| Consigne 1 |
Répondez à ces questions sur l'entretien sur l'aviron :
(a) Dans quelle ville Yohann a-t-il commencé l'aviron ?
(b) Pour quelle raison la mère de Dorian a-t-elle mis tous ses enfants au même sport ?
(c) Avec qui Dorian a-t-il couru en double aux Championnats de France junior à Vichy ?
| Consigne 2 |
Poursuivez l'entretien sur l'aviron à la suite de la dernière réplique de Dorian.

| Texte présenté |
Propos recueillis par Pedro Ferreira le 7 juin 2019

Comment avez-vous découvert l'aviron ?

Yohann : Mon père en avait fait un petit peu quand il était jeune. À 15 ans il voulait que je me mette au sport, comme j'étais grand il m'a dit d'essayer l'aviron. J'ai commencé à Besançon. Avec une quinzaine de gosses de mon Lycée on s'est pointés un samedi de septembre et ça a tout de suite collé.
Dorian : J'ai commencé l'aviron parce que ma grande sœur et mon grand frère en faisaient. On était une famille de sept enfants et par souci d'organisation ma mère nous a tous mis au même sport. Je faisais du foot, j'ai grandi du côté de Marseille, le pays du foot. Elle m'a dit du jour au lendemain d'arrêter et de me mettre à l'aviron. Ça m'a plu, le fait d'être sur l'eau et l'ambiance, je ne regrette pas aujourd'hui.

À quelle âge avez-vous commencé à ramer ?

Dorian : J'ai commencé à l'âge de 13 ans en minime à Marignane
Yohann : J'ai commencé en cadet à l'âge de 15 ans en 1995.

Comment s'est faite votre bascule vers le haut niveau ?

Dorian : J'ai fait les Championnats de France junior avec mon frère Donatien en double à Vichy. Lui était en équipe de France junior et moi un rameur de club. On a gagné, c'était ma première compétition de haut niveau et c'est là que je me suis dit «c'est possible d'aller vite».

| Données |
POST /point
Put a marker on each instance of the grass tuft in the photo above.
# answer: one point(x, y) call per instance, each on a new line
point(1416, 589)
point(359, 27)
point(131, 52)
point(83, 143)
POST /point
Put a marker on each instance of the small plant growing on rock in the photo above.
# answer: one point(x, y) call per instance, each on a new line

---

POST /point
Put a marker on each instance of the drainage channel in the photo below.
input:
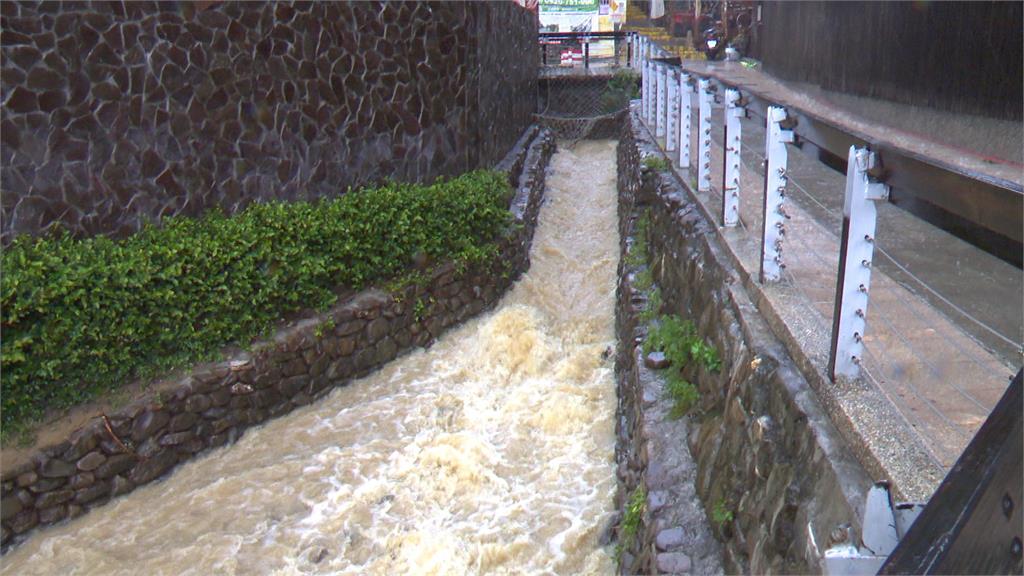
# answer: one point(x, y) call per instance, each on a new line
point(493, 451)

...

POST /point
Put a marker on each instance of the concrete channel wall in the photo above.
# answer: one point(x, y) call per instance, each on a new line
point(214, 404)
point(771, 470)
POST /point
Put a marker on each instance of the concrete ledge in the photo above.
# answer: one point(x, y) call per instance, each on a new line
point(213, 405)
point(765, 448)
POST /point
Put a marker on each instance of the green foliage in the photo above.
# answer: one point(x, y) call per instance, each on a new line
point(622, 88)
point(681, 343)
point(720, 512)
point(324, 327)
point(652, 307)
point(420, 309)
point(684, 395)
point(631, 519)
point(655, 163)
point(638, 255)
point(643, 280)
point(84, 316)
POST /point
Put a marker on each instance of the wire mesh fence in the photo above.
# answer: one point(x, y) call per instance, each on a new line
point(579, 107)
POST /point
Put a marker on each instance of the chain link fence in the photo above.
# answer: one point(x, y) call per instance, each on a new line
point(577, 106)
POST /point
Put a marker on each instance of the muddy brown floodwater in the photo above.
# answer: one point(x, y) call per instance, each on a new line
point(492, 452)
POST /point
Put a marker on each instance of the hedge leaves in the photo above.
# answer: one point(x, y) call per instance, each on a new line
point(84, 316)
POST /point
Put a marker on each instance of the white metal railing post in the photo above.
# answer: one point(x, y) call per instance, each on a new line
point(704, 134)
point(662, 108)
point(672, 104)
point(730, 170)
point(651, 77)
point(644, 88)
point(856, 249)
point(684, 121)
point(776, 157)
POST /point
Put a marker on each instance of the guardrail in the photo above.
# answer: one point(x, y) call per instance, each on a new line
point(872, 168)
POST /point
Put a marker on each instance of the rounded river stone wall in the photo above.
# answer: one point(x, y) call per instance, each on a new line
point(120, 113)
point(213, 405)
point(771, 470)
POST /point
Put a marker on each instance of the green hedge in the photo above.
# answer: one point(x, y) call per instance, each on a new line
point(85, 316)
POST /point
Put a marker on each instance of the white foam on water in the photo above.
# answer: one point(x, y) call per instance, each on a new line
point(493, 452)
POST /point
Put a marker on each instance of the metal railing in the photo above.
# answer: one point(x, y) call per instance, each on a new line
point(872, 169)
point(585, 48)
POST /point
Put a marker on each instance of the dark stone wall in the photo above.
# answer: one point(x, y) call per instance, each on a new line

| Réponse 1 |
(a) À Besançon.
(b) Par souci d'organisation, car la famille comptait sept enfants.
(c) Avec son frère Donatien.

| Réponse 2 |
Yohann : Moi je n'étais pas super bon quand j'étais en France mais j'ai quand même gagné le Championnat de France junior en deux de couple avec Alexandre Belgy. Lui est parti aux Championnats du monde en deux de couple et moi, je suis parti à la Coupe de la jeunesse en quatre de couple. Le niveau à la Coupe de la jeunesse n'est pas aussi bon que celui des Championnats du monde mais j'ai quand même goûté aux couleurs tricolores. Mon club n'étant pas très gros, quand je suis devenu sénior, il était plus difficile de trouver des coéquipiers avec qui ramer pour passer au haut niveau et je n'ai pas poursuivi ma carrière en France. En 2005 j'ai déménagé aux États-Unis dans l'Ohio et j'ai complètement arrêté l'aviron pendant 4 ans, j'étais juste entraineur à la Central Catholic High School de Toledo. En 2010 j'ai déménagé à Philadelphie et c'est ma femme qui m'a poussé à refaire de l'aviron. Philadelphie c'est la Mecque de l'aviron aux USA. C'est là qu'un entraîneur hollandais (qui avait été dans le quatre de couple olympique) me dit «Tu devrais t'y remettre sérieusement, tu n'as pas l'air d'être mauvais». Quatre ans après, un peu à la surprise générale, j'intègre pour la première fois l'équipe américaine en skiff. Mon premier résultat international c'est 21e en skiff au Championnat du monde 2014 à Amsterdam. Ça ma redonné le goût.
Pedro : J'étais à Sarasota en sécu sur la ligne d'arrivée et je ne savais pas qu'il y avait un français dans le 8+ américain…
Dorian : Donc aller vite en huit pour un français c'est possible, Yohann l'a fait !
Yohann : C'est comme ça que j'ai recommencé le haut niveau c'était plus aux États-Unis qu'en France.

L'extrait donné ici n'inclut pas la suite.